[Coordinate labeling data]

═══

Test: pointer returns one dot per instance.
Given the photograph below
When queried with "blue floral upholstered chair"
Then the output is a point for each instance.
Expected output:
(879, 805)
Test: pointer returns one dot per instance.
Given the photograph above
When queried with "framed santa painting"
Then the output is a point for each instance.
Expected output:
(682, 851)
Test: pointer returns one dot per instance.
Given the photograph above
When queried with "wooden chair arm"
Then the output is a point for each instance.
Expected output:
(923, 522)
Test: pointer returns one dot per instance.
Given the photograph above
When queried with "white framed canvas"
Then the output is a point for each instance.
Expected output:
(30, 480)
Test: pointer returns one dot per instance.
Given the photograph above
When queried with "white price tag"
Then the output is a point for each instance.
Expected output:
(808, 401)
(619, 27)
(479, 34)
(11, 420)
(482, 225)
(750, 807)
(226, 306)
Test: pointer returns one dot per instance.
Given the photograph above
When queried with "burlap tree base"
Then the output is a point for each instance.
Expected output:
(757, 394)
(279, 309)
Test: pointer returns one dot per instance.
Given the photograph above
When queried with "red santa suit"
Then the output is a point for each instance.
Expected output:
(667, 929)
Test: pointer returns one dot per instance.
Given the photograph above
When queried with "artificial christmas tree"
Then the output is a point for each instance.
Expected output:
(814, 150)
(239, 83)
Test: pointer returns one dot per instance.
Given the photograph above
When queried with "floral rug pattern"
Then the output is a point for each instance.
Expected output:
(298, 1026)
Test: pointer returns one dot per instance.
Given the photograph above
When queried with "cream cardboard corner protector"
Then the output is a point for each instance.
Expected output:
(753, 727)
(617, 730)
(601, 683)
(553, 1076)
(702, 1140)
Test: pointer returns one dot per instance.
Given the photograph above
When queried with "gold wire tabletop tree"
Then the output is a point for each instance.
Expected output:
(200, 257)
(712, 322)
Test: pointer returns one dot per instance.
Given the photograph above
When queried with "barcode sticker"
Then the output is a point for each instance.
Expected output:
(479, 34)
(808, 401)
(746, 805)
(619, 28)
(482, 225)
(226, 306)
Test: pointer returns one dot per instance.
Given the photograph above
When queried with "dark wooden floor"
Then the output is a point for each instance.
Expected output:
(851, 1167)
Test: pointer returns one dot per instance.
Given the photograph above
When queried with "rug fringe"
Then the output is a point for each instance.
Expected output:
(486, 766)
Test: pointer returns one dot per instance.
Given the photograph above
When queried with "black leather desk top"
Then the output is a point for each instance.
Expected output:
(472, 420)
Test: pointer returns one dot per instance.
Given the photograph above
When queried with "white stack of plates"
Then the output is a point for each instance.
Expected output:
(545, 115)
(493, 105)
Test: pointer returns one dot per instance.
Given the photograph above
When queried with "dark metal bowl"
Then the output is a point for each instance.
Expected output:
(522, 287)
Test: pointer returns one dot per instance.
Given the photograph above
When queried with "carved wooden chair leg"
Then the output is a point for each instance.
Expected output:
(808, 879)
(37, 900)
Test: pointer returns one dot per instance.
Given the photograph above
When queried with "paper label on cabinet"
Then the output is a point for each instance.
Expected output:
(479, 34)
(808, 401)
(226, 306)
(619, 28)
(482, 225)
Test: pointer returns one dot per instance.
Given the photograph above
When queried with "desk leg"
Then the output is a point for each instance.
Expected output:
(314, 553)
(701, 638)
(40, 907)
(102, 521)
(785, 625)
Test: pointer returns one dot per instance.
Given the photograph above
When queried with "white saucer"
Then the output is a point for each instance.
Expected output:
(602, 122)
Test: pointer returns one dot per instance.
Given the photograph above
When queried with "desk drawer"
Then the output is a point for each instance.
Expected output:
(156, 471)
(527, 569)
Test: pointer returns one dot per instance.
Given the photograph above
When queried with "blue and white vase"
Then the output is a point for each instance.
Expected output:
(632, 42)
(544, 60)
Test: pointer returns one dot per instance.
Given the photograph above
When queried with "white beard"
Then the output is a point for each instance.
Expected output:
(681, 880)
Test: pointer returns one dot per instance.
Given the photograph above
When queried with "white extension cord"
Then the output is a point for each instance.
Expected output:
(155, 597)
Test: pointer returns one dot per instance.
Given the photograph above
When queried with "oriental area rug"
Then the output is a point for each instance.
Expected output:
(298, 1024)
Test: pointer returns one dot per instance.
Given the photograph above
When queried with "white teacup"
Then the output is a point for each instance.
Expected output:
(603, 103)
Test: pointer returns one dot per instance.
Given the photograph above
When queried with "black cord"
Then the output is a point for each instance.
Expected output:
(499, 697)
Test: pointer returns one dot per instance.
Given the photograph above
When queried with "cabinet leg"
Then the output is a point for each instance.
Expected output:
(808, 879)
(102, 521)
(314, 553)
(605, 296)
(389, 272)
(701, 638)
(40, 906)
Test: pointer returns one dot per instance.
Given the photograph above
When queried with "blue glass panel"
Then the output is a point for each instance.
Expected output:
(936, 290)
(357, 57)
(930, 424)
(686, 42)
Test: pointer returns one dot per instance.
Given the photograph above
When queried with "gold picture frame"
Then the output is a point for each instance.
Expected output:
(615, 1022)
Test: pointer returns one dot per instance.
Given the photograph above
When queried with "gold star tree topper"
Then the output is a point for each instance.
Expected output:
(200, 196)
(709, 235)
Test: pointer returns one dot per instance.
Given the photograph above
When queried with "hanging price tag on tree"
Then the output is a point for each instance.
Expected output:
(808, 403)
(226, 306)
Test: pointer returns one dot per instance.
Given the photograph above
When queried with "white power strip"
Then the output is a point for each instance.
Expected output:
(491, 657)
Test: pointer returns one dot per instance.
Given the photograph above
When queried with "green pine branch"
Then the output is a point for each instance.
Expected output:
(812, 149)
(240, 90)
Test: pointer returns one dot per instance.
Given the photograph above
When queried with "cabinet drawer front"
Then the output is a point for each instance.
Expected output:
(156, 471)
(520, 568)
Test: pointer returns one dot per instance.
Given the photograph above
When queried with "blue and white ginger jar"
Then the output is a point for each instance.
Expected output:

═══

Challenge. Print out every entry, keeping each one exact.

Answer in full.
Test: pointer returns one dot per instance.
Given the photograph below
When queried with "blue floral upholstered chair"
Then the output is a point for each instance.
Expected output:
(879, 805)
Test: pointer returns one dot per instance.
Given the photograph above
When queried with "framed santa painting"
Then the output is a point for each instance.
Expected output:
(682, 851)
Test: pointer returns one dot per instance.
Given the photograph above
When queried with "wooden chair arm"
Then the output is a point for each instance.
Expected output:
(923, 522)
Test: pointer returns one dot per instance.
Given the photograph above
When queried with "white framed canvas"
Then the output is a point for each instance.
Expected output:
(30, 480)
Test: pointer returns one dot per instance.
Given the photograph above
When queried with "white price tag"
Then the output is a point for each instance.
Expected output:
(808, 401)
(619, 27)
(479, 34)
(11, 420)
(482, 225)
(750, 807)
(226, 306)
Test: pointer returns one dot per instance.
Given the photograph above
When queried with "burlap tree base"
Then the output is a point for each instance.
Expected output:
(757, 394)
(279, 309)
Test: pointer returns one dot per instance.
Given the photograph above
When queried with "red santa suit"
Then the output is a point for each instance.
Expected output:
(667, 929)
Test: pointer returns one dot per instance.
Given the photograph above
When queried with "artificial christmas tree"
Then the output is a point for each instance.
Expected output:
(814, 150)
(239, 83)
Test: pointer returns one dot per instance.
Given the photograph above
When queried with "floral rug pattern"
Then the output is a point for each instance.
Expected output:
(298, 1026)
Test: pointer returns one dot per instance.
Given the photograph above
When queried with "cream cardboard corner protector"
Then the output is a point for each instance.
Expected output:
(753, 727)
(617, 730)
(601, 683)
(553, 1076)
(702, 1140)
Test: pointer returns one dot per instance.
Given the photograph above
When queried with "gold wire tabletop tree"
Then the output is a point for each instance.
Expected output:
(200, 257)
(712, 322)
Test: pointer returns one dot per instance.
Given the photograph above
When queried with "barcode sticker"
Then the output is a point for each instance.
Expected output:
(479, 34)
(808, 401)
(746, 805)
(619, 28)
(482, 225)
(226, 306)
Test: pointer returns one dot per instance.
Given the photograph above
When queried with "dark wooden floor"
Then the output is a point for each instance.
Expected output:
(851, 1167)
Test: pointer returns one dot per instance.
Given the photograph above
When queried with "rug fringe"
Then the output is a point for each instance.
Expected output:
(486, 766)
Test: pointer returns one dot per instance.
Given the photograph above
When queried with "black leather desk top"
Then the output is a point for each instance.
Expected output:
(472, 420)
Test: pointer returns one dot per instance.
Given the photograph above
When queried with "white stack of plates"
Then the output is a point for each instance.
Expected output:
(545, 115)
(493, 105)
Test: pointer returns one dot per instance.
Given the photograph above
When queried with "dark metal bowl"
Then the output is a point for each instance.
Expected output:
(522, 287)
Test: pointer returns one dot per instance.
Given the photograph above
When queried with "carved wooden chair leg"
Then the output is a point for each instance.
Expected output:
(808, 879)
(37, 900)
Test: pointer returns one dot per instance.
Given the photograph above
When queried with "paper label on cabinet"
Then the output is a point for each instance.
Expected output:
(479, 34)
(808, 401)
(226, 306)
(619, 28)
(482, 225)
Test: pointer returns one dot per instance.
Given the photograph above
When queried with "desk leg"
Then the output is a point for each instance.
Expected output:
(314, 553)
(701, 638)
(40, 907)
(102, 521)
(785, 625)
Test: pointer returns one dot per instance.
Given the photograph above
When queried with "white saucer"
Then the output is a point for each instance.
Expected output:
(602, 122)
Test: pointer returns one dot per instance.
Given the photograph above
When queried with "desk drawer"
Then the output is a point for each instance.
Expected output:
(156, 471)
(527, 569)
Test: pointer returns one dot per instance.
Given the photograph above
When queried with "blue and white vase"
Then the output is a point for each instance.
Expected output:
(632, 42)
(544, 60)
Test: pointer returns one dot per instance.
Given the photograph above
When queried with "white beard"
Then the output is a point for each instance.
Expected output:
(681, 880)
Test: pointer returns one dot per instance.
Given the photograph above
When queried with "white extension cord"
Then the output is a point for each instance.
Expected output:
(155, 597)
Test: pointer returns one dot per instance.
Given the photograph above
When queried with "oriental area rug"
Then the output is a point for each instance.
Expected output:
(298, 1024)
Test: pointer returns one dot per instance.
Given the photograph above
When queried with "white teacup"
Then the output is a point for each instance.
Expected output:
(603, 103)
Test: pointer returns one dot per instance.
Given the photograph above
When queried with "black cord"
Then the output is a point for each instance.
Expected output:
(499, 697)
Test: pointer returns one dot per instance.
Given the photograph above
When queried with "cabinet leg"
Then the output is a point for each instance.
Expected output:
(808, 879)
(102, 521)
(314, 553)
(605, 296)
(389, 272)
(701, 638)
(40, 906)
Test: pointer returns one dot per instance.
Given the photograph above
When queried with "blue glass panel"
Then the output is a point for each instance.
Expected output:
(936, 290)
(357, 57)
(930, 424)
(686, 42)
Test: pointer returns one dot per instance.
Given the photograph above
When queried with "gold picture frame"
Then the output is a point for each instance.
Expected output:
(615, 1022)
Test: pointer returns one dot per instance.
Given the photograph above
When queried with "gold star tree topper"
Then the output is a point for each instance.
Expected output:
(200, 196)
(709, 235)
Test: pointer returns one dot per instance.
Given the photograph above
When queried with "hanging price tag on tree"
Then the output is a point for each instance.
Expected output:
(808, 403)
(226, 306)
Test: pointer returns one dot per instance.
Given the photograph above
When queried with "white power strip"
Then the output is a point for each instance.
Expected output:
(491, 657)
Test: pointer returns one dot per instance.
Given the photograph above
When queried with "green pine branch"
Then the output is a point for each instance.
Expected output:
(812, 149)
(240, 90)
Test: pointer returns one dot per instance.
Given the photograph above
When queried with "cabinet drawer front"
Then the output is a point for each instance.
Expected output:
(156, 471)
(520, 568)
Test: pointer returns one dot per instance.
Given the photograph above
When queried with "blue and white ginger jar"
Then the output is a point for each instance.
Expected output:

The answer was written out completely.